TASK DETAILS
Retype only what runs from the line that contains "Each instance receives one keypoint. Mark the street" through the last line of the listing below, both lines included.

Position identification records:

---+---

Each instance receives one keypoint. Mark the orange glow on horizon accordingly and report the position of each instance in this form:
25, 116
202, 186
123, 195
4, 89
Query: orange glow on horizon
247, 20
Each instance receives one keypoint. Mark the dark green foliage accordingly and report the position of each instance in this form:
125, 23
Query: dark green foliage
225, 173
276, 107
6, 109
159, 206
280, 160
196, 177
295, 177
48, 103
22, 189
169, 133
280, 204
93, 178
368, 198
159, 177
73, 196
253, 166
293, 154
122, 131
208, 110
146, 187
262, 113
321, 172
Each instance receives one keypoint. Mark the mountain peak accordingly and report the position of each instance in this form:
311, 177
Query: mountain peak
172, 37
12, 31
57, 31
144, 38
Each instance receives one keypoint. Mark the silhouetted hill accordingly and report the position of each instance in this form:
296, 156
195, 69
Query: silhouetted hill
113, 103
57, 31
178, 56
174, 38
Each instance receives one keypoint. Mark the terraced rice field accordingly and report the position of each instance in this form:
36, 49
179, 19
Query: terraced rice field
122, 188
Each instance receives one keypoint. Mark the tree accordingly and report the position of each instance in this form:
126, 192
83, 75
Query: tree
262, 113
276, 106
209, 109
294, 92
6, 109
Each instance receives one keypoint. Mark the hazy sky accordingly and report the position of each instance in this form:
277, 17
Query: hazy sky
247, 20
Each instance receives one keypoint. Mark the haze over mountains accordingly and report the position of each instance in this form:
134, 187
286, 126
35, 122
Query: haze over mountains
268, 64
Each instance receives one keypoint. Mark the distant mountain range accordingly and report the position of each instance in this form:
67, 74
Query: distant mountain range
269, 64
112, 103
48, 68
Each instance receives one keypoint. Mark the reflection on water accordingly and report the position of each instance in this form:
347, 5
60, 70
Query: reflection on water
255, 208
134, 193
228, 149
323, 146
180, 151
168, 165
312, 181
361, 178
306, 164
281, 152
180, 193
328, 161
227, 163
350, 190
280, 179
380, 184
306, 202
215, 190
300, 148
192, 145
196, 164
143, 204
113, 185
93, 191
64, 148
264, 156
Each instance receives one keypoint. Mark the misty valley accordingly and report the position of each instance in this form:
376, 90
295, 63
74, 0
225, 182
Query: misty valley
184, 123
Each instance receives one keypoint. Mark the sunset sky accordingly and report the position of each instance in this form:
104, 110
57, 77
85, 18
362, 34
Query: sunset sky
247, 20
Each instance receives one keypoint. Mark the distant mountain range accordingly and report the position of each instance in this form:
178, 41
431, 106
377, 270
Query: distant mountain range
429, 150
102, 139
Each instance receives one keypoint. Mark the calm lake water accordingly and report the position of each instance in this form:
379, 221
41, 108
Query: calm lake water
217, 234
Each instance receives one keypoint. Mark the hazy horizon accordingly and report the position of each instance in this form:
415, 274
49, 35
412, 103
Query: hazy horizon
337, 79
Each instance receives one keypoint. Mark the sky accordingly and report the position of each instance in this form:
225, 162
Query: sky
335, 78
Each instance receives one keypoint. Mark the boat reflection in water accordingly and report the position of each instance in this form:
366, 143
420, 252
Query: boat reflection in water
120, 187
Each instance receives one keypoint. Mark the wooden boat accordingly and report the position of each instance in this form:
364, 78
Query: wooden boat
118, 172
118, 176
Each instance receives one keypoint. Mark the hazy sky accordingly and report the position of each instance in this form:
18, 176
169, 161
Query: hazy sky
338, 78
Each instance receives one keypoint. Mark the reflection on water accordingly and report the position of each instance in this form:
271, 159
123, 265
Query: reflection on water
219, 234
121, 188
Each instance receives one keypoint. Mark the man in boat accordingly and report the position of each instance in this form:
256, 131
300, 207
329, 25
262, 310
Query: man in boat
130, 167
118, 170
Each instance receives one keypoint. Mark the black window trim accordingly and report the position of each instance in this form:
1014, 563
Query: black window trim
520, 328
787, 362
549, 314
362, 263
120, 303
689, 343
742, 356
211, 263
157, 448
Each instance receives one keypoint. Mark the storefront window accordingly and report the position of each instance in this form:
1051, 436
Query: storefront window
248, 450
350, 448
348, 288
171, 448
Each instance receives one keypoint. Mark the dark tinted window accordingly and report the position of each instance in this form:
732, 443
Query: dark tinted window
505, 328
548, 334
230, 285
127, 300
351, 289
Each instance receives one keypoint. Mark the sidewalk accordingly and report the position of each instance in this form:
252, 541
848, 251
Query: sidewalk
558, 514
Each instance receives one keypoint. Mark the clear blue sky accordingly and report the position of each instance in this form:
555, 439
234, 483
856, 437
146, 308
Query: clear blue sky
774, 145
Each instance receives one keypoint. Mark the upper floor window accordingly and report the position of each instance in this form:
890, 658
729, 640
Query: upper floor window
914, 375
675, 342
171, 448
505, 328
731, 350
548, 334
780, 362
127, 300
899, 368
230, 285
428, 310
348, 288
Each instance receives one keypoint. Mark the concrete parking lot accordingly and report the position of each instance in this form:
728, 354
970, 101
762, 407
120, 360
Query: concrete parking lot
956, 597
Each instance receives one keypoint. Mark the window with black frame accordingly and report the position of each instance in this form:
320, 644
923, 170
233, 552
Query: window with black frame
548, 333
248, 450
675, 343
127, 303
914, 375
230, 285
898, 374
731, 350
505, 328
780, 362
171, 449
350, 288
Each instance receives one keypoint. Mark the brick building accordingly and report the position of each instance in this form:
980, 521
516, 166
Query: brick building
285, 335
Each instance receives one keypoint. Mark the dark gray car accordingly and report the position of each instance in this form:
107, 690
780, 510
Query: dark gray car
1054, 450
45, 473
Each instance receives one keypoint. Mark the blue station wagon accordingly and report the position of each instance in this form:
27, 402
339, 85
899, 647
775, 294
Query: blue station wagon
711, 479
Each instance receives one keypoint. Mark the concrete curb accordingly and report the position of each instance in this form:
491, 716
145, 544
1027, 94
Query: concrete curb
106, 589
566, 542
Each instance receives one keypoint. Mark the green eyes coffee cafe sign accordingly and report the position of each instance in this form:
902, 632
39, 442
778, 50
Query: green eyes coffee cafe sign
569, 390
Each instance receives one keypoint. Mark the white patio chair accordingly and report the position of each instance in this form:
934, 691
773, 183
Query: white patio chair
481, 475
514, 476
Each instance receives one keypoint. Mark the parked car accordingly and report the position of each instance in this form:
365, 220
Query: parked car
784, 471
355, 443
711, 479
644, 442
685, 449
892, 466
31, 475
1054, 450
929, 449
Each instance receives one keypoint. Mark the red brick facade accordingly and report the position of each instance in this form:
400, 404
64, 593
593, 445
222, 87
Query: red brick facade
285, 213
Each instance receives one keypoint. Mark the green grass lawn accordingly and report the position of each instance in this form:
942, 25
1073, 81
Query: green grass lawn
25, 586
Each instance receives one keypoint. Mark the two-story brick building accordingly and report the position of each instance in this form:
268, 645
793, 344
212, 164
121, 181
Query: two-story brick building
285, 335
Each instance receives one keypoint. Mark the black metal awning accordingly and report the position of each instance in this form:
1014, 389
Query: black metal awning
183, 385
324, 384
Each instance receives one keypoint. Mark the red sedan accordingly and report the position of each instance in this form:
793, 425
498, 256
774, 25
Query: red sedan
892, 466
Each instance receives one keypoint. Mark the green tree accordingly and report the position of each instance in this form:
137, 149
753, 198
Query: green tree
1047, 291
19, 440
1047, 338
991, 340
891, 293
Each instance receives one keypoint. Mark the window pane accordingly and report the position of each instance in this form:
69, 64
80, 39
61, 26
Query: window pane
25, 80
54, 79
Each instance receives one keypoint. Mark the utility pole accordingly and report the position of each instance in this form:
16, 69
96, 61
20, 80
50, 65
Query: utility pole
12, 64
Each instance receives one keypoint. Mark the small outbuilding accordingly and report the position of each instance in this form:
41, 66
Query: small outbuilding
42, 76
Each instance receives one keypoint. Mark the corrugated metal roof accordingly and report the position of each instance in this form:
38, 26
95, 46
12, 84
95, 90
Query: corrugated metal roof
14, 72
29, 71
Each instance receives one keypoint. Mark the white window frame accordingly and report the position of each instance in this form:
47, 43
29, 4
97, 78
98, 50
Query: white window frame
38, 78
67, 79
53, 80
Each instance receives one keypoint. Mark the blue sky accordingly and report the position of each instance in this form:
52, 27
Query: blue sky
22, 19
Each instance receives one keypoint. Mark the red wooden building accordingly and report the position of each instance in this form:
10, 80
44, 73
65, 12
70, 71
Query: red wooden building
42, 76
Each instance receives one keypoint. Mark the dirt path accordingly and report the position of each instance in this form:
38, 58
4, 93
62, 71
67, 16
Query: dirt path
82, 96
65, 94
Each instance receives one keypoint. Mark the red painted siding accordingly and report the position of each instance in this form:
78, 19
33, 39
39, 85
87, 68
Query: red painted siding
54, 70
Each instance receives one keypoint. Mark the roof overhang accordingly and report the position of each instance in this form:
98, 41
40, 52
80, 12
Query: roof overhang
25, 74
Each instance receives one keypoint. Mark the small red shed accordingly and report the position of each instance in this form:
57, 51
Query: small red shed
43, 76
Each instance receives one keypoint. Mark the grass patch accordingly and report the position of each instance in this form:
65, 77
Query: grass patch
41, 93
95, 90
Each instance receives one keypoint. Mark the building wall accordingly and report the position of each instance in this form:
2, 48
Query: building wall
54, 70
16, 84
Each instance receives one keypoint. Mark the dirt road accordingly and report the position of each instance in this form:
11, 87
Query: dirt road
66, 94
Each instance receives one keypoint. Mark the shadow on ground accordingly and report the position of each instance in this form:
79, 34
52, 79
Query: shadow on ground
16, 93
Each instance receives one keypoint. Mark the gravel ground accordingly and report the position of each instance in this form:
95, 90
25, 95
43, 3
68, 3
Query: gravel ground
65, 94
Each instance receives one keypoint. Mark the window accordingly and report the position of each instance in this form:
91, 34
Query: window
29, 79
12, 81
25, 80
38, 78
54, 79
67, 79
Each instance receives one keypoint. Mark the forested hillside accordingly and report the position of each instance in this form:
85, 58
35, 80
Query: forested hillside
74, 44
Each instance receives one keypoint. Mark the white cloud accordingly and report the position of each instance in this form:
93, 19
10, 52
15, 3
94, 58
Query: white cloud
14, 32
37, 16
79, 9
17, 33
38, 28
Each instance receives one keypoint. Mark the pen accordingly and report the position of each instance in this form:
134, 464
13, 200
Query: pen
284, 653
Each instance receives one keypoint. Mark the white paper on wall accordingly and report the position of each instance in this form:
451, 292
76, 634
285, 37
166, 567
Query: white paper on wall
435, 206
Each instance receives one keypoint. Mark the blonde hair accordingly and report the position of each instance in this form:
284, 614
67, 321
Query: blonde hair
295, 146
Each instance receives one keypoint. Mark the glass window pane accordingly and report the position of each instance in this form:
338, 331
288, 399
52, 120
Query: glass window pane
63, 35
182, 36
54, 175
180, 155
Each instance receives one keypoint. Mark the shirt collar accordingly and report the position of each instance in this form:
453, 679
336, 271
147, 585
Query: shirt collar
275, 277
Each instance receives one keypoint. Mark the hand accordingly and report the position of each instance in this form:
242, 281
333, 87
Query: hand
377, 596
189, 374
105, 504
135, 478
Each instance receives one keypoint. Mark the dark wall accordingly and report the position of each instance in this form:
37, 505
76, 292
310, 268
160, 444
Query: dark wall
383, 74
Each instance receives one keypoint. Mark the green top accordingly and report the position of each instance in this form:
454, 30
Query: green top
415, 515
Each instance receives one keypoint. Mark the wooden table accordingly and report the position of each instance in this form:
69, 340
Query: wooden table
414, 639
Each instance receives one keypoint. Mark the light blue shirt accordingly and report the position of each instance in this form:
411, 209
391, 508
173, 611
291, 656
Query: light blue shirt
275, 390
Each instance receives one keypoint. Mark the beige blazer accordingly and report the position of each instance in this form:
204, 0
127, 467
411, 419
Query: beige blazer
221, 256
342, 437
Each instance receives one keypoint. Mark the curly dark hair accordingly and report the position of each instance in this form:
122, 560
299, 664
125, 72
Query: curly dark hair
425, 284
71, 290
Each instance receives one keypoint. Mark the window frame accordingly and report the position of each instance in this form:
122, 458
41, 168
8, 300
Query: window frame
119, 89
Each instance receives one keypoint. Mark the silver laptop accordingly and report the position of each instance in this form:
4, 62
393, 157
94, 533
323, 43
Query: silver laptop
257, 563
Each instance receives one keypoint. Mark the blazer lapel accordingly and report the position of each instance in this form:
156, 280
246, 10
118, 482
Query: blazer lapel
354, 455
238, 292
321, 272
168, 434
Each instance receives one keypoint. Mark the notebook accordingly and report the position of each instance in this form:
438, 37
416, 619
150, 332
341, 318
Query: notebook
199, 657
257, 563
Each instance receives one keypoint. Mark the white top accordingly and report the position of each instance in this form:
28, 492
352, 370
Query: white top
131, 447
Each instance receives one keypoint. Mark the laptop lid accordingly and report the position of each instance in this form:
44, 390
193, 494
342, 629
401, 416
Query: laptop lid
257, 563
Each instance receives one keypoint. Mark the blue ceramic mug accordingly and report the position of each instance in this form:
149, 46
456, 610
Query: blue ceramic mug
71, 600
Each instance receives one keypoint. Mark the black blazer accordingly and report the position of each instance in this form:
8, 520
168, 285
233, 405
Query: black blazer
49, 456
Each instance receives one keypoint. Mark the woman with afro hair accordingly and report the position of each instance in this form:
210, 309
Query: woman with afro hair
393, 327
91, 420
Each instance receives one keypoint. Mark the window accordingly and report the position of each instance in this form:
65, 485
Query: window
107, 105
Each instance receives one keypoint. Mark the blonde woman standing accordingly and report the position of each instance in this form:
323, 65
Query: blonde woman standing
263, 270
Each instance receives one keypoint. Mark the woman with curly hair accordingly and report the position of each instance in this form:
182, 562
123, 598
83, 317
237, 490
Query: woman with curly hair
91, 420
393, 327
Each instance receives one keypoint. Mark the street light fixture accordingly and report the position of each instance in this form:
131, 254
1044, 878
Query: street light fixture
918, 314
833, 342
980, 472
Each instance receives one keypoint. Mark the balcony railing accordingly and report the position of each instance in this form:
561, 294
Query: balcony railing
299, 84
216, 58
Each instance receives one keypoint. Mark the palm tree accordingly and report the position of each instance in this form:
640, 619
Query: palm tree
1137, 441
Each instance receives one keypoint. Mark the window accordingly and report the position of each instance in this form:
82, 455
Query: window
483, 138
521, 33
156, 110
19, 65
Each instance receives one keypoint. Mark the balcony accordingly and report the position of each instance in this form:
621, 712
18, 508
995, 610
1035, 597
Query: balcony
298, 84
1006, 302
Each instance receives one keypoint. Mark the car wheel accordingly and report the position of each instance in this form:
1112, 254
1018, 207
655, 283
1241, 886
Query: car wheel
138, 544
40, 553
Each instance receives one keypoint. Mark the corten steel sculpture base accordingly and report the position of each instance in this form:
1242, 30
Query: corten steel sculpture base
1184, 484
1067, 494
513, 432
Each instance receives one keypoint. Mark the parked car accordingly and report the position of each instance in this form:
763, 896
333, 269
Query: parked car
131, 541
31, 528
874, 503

---+---

RESULT
Each instance receives one keypoint. Mark the street light fixture accordingly and report the position of each instance in this form:
131, 254
1044, 878
Query: street light fixture
918, 314
833, 342
980, 472
Each instance receives one keypoint. Mark the balcony railing accordingly and report the position of each instance in this form:
561, 294
Query: balcony railing
299, 84
216, 58
Each instance receives one keypoint. Mark the palm tree accordingly and report the position of each instance in this form:
640, 619
Query: palm tree
1137, 441
Each instance receives one keypoint. Mark the window accordingly and report the position of each instance in this form:
82, 455
Query: window
483, 138
521, 33
156, 110
19, 65
Each instance receives one keypoint. Mark the balcony accordingly and report the position of each instance in this form:
621, 712
18, 508
995, 610
1035, 597
Query: balcony
298, 84
1006, 302
Each instance receives one keypoint. Mark the car wheel accordingly and report the position of each instance in this form:
1112, 254
1018, 207
655, 283
1241, 886
Query: car wheel
138, 544
40, 553
Each instance receives one keypoint. Mark the corten steel sculpture base accordingly and report the position of each instance in this form:
1242, 30
Query: corten steel sculpture base
1184, 484
1067, 494
513, 432
Each instance receives one keypoint. Mark the parked car accordingly and report the position of each instance in this form:
763, 896
333, 269
Query: parked car
131, 541
31, 528
874, 503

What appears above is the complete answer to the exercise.